-- begin DATA EXCERPTS --

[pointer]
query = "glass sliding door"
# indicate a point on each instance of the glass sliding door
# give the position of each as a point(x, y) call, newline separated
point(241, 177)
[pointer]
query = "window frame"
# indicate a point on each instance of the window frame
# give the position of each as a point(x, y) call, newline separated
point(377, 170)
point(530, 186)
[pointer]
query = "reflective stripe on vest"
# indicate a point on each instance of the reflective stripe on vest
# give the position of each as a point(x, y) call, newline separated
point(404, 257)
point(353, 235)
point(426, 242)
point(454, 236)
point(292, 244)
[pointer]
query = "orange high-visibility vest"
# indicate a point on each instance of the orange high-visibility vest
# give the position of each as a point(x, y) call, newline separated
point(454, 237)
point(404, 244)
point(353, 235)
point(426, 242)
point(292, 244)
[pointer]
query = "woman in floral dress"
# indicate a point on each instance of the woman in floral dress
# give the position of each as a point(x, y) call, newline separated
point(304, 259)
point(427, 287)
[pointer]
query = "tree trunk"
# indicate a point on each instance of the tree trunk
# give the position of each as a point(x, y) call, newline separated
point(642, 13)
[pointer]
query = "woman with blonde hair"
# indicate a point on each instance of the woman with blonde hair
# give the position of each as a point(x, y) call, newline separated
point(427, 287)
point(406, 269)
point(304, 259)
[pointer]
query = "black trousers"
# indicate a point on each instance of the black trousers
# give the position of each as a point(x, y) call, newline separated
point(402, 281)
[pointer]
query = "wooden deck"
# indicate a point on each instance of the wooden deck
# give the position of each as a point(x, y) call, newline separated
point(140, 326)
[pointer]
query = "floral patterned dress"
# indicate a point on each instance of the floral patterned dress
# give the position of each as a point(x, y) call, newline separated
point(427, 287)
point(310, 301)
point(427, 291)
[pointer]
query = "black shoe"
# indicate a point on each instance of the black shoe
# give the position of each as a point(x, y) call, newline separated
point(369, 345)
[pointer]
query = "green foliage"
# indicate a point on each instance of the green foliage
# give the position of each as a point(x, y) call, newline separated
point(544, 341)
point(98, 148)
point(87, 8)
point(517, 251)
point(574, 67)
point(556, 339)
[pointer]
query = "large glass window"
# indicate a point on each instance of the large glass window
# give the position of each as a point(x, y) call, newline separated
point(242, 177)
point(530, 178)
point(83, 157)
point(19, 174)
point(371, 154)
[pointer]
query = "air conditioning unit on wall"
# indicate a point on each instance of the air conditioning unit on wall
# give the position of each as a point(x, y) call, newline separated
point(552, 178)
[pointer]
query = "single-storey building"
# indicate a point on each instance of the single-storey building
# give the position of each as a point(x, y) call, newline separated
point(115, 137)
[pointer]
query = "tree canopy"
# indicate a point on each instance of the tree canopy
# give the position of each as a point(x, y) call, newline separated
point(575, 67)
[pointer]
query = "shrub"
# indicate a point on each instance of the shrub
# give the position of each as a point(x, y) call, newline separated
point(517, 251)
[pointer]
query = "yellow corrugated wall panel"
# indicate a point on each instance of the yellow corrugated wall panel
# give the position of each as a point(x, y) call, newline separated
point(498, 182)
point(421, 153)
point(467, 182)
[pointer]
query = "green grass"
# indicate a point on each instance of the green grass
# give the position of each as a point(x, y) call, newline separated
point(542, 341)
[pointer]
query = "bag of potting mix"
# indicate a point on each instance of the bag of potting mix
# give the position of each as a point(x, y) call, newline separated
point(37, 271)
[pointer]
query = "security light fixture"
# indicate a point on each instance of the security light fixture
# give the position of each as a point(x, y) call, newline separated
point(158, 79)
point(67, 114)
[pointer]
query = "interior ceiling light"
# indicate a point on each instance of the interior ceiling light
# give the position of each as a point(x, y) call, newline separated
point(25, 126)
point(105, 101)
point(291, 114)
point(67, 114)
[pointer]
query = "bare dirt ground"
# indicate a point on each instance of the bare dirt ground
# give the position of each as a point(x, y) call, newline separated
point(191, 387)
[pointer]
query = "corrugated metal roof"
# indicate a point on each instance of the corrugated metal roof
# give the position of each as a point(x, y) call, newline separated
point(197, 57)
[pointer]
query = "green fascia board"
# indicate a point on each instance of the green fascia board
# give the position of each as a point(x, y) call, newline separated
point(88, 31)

-- end DATA EXCERPTS --

GOAL: Reproduce all of the records above verbatim, keeping every line as it is.

WRITTEN RESPONSE:
[pointer]
query = "glass sliding door"
# indicate a point on each instance of the glass sliding door
# give the position of each as a point(x, y) call, newline separated
point(241, 177)
[pointer]
query = "window frame"
# indicate a point on each instance of the window frame
# give the position of each as a point(x, y) call, newline separated
point(377, 170)
point(530, 186)
[pointer]
query = "reflective stripe on vest"
# indicate a point on each instance of the reflective stripe on vest
# give the position of each as a point(x, y) call, newline separated
point(404, 257)
point(353, 235)
point(426, 242)
point(454, 236)
point(292, 244)
[pointer]
query = "orange high-visibility vest"
# indicate a point on each instance of the orange high-visibility vest
# give the position of each as a point(x, y) call, newline separated
point(454, 237)
point(404, 244)
point(353, 235)
point(426, 242)
point(292, 244)
[pointer]
query = "woman in floral dress"
# indicate a point on each instance of the woman in floral dress
# give the position of each as a point(x, y) call, newline separated
point(304, 259)
point(427, 287)
[pointer]
query = "tree trunk"
# indicate a point on each instance of the tree trunk
# give the position of each as a point(x, y) call, newline separated
point(642, 13)
[pointer]
query = "woman with blonde hair"
# indicate a point on each instance of the woman with blonde hair
# give the position of each as a point(x, y) call, newline separated
point(427, 287)
point(406, 269)
point(304, 259)
[pointer]
query = "black trousers"
# indicate a point on each instance of the black trousers
# give the position of each as a point(x, y) call, newline separated
point(402, 281)
[pointer]
query = "wooden deck"
# indicate a point on each instance of the wooden deck
# give the position of each as a point(x, y) call, newline separated
point(140, 326)
[pointer]
query = "floral patterned dress"
# indicate a point on each instance of the floral patterned dress
# give the position of each as a point(x, y) call, newline separated
point(427, 287)
point(310, 301)
point(427, 291)
[pointer]
query = "black shoe"
# indicate a point on each instance of the black shoe
# give the position of each as a point(x, y) call, newline separated
point(369, 345)
[pointer]
query = "green foliage"
# indicate a point on each instance of the green foliage
# give the position of each as a point(x, y) call, newline separated
point(544, 341)
point(98, 148)
point(87, 8)
point(517, 251)
point(574, 67)
point(556, 339)
[pointer]
query = "large glass window"
# indicate a point on each instance of the large glass window
# give the position of each as a point(x, y) call, newline separated
point(242, 177)
point(530, 178)
point(83, 157)
point(19, 174)
point(371, 154)
[pointer]
query = "air conditioning unit on wall"
# indicate a point on each instance of the air conditioning unit on wall
# give the position of each as a point(x, y) call, newline separated
point(552, 178)
[pointer]
query = "single-storey building"
# indicate a point on each instance of the single-storey building
# give the position of each as a point(x, y) call, newline separated
point(115, 137)
[pointer]
query = "tree canopy"
# indicate a point on each instance of the tree canopy
# give the position of each as a point(x, y) call, newline separated
point(575, 67)
[pointer]
query = "shrub"
# indicate a point on each instance of the shrub
# give the position of each as a point(x, y) call, newline separated
point(517, 251)
[pointer]
query = "yellow corrugated wall panel"
# indicate a point on each instance of the yellow corrugated wall panel
# give the position of each as a point(x, y) call, newline separated
point(498, 182)
point(421, 153)
point(467, 182)
[pointer]
query = "green grass"
# indicate a point on each instance of the green grass
# give the position of each as a point(x, y) call, newline separated
point(542, 341)
[pointer]
query = "bag of potting mix"
# indicate a point on each instance of the bag of potting mix
# give the position of each as a point(x, y) call, newline separated
point(37, 271)
[pointer]
query = "security light fixture"
# indicate a point on each instance of the security light fixture
# give the position of each as a point(x, y) call, newline separated
point(158, 79)
point(67, 114)
[pointer]
query = "interior ceiling light"
# indicate a point on each instance of the interior ceiling light
# give the position of each as a point(x, y) call, newline separated
point(25, 126)
point(105, 101)
point(291, 114)
point(67, 114)
[pointer]
query = "bare dirt ground"
# indicate a point on each instance of the bare dirt ground
# give the position of each as a point(x, y) call, newline separated
point(191, 387)
[pointer]
query = "corrugated metal roof"
# indicate a point on each instance of the corrugated metal roof
# give the position of each as a point(x, y) call, newline separated
point(197, 57)
[pointer]
query = "green fascia board"
# indicate a point on each instance of the green fascia board
# give the position of each as a point(x, y) call, newline separated
point(88, 31)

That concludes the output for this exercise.